# Aim:
Copy the lines of text in the records below word for word, and leave out the pictures.

# Exercise data:

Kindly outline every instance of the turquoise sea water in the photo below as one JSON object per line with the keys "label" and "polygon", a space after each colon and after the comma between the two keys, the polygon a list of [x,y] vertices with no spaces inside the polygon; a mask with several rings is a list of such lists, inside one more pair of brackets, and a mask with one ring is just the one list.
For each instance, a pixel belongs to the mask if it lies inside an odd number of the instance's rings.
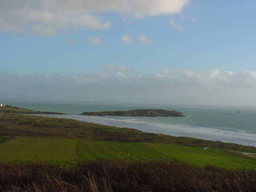
{"label": "turquoise sea water", "polygon": [[[4,105],[36,111],[61,112],[66,118],[146,132],[220,140],[256,146],[256,108],[178,105],[97,104],[1,101]],[[186,117],[92,116],[84,112],[157,108],[176,110]],[[237,112],[240,112],[238,113]]]}

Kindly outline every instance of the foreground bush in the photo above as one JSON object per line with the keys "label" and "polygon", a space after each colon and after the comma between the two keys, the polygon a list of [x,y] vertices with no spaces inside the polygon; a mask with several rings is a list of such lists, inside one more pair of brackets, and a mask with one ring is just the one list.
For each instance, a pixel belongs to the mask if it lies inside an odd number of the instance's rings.
{"label": "foreground bush", "polygon": [[1,192],[254,192],[256,171],[169,160],[98,160],[76,167],[0,162]]}

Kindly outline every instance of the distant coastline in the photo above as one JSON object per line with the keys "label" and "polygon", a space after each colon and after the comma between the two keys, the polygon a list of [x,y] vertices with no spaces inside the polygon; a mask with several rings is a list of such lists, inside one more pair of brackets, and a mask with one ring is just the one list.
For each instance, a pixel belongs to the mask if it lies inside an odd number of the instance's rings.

# Task response:
Kindly outline every instance of the turquoise sea water in the photo below as one JSON object per line with the keys "label" and "polygon", a space after each colon and after the comma between the two keys, the polygon a list of [x,y] vertices with no spaces inside the polygon; a mask with several rings is a list of such lists, inside one more pair of brackets, and a mask with one ring is just the one list.
For each instance, a pixel belongs to the mask if it lies inside an odd number of the instance's rings.
{"label": "turquoise sea water", "polygon": [[[4,105],[36,111],[61,112],[66,118],[146,132],[220,140],[256,146],[256,108],[178,105],[97,104],[1,101]],[[186,117],[92,116],[84,112],[157,108],[176,110]],[[237,112],[240,112],[238,113]]]}

Kindly outline every instance of the foreground bush in the photo above as one JSON object per line with the keys "label" and "polygon", a space after each colon and after the comma between the two keys, the polygon a list of [x,y] vertices with no spaces inside the polygon; a mask with several rings is a list of such lists, inside one more pair of brackets, and a mask with one ring is just the one list.
For each instance, a pixel belongs to the mask if it lies inside an odd number of the instance's rings.
{"label": "foreground bush", "polygon": [[1,192],[254,192],[256,171],[169,160],[98,160],[76,167],[0,162]]}

Kindly outline every instance of the distant coastline in the photo above as one JSON object per line with the keys "label" and "polygon", a space after each colon and after the comma between the two keys, the polygon a list of [x,y] vertices with no spaces inside the polygon; a mask with several rings is a list of such lists, inside one more pair of brackets, and a mask with one ring is just the one list.
For each instance, a pixel belongs to the mask if it lies inside an odd number of the instance's rings.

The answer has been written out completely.